• RECORDS

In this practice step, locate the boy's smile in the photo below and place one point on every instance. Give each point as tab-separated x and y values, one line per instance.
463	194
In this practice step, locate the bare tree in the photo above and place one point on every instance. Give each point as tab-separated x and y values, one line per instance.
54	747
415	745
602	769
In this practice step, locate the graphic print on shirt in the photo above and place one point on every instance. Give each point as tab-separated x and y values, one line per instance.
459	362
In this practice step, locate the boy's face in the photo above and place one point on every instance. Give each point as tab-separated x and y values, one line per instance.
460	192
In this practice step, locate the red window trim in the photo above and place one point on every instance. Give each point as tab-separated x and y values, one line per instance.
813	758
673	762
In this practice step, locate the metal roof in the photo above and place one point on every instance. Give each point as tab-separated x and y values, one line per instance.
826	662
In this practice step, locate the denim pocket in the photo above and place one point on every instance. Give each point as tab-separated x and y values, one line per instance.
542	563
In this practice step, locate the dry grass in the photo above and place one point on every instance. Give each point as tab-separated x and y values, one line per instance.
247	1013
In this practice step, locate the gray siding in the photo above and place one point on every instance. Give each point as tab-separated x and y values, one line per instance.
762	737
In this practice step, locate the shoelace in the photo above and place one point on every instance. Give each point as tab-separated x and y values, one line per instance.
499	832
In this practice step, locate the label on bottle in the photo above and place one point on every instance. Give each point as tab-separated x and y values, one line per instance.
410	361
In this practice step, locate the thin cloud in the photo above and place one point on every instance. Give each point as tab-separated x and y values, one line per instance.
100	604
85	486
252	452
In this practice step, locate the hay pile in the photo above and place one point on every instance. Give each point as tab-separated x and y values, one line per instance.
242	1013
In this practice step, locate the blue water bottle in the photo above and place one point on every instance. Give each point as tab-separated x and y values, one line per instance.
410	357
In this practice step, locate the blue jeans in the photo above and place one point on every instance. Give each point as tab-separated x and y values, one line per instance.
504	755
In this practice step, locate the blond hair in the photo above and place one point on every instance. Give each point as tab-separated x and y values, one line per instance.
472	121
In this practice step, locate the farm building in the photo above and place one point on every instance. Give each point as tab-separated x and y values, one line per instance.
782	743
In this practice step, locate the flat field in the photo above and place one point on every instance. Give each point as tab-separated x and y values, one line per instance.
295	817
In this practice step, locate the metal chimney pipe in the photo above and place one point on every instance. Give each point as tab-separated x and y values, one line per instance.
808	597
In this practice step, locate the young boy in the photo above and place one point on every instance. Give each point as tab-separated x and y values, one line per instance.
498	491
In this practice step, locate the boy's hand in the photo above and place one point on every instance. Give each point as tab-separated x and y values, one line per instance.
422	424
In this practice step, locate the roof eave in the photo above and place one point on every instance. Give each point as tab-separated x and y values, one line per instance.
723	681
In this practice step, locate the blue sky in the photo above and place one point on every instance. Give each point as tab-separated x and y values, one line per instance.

• WORK ORDER
You are asked to transcribe all of the data above exactly.

• ANSWER SECTION
In this practice step, locate the boy's smile in the photo below and place one point on every instance. Give each point as tab-separated x and y values, one line per instance.
463	194
In this practice step, locate the bare tree in the photo above and place one point on every instance. Give each point as tab-separated x and y values, one line per instance.
54	747
415	745
602	769
In this practice step, locate the graphic print on shirt in the photo above and place one point on every instance. Give each point as tab-separated x and y values, one line per instance.
459	362
In this practice step, locate the boy's face in the photo above and place one point on every instance. Give each point as tab-separated x and y values, one line per instance.
460	192
In this practice step, locate the red window trim in the photo above and place one point on every instance. Give each point as tab-separated x and y values, one line per instance.
813	758
673	762
In this practice step, locate the metal roof in the photo above and place one point on every instance. Give each point as tab-separated x and y values, one line per instance.
826	662
In this practice step, locate the denim pocket in the photo above and place one point on every instance. Give each point as tab-separated x and y values, one line per instance.
542	563
In this practice step, locate the dry grass in the photo above and place one point on every instance. Give each point as tab-separated x and y values, one line per instance.
247	1013
In this practice step, locate the gray siding in the photo above and place one point on every instance. Give each point as tab-separated x and y values, one line per instance.
762	737
In this practice step, locate the shoelace in the photo above and place one point on every instance. Give each point as tab-separated x and y values, one line per instance.
499	832
In this practice step, locate the label on bottle in the photo above and place one point on every instance. Give each point as tab-separated x and y values, one line per instance.
410	361
In this practice step, locate the thin cloud in the photo above and place one point on every instance. Give each point as tab-separated x and y values, one line per instance.
100	604
85	486
252	452
In this practice step, locate the hay pile in the photo above and place one point on every instance. Give each point as tab-separated x and y values, one line per instance.
242	1013
In this practice step, locate the blue water bottle in the photo above and place one point on every instance. Give each point as tab-separated x and y values, one line per instance.
410	357
In this practice step, locate the blue jeans in the photo above and place one point on every instance. Give each point as tab-separated x and y values, one line per instance.
504	755
In this practice step, locate the blond hair in the photo above and place one point on every instance. Give each point as tab-separated x and y values, one line per instance.
472	121
In this practice step, locate the farm building in the photo above and place one point on every instance. Give each point as tab-separated x and y values, one line per instance.
782	743
In this practice step, locate the flat field in the photo above and place one point on every instance. Give each point as tab-separated x and y values, one line per instance.
295	817
In this practice step, locate the metal chimney pipe in the photo above and place one point on every instance. Give each point as tab-separated x and y values, one line per instance.
808	597
In this practice step, locate the young boy in the photo above and place one point on every instance. Give each point as tab-separated x and y values, one line per instance.
498	491
In this practice step, locate the boy's hand in the photo above and place one point on every instance. Give each point as tab-separated x and y values, one line per instance.
422	424
In this practice step, locate the roof eave in the photo above and place one point on every instance. Give each point as tab-separated x and y values, one line per instance.
723	681
In this practice step, locate the blue sky in the photo above and place one point on every instance. Give each point as tab-separated x and y values, one line per instance.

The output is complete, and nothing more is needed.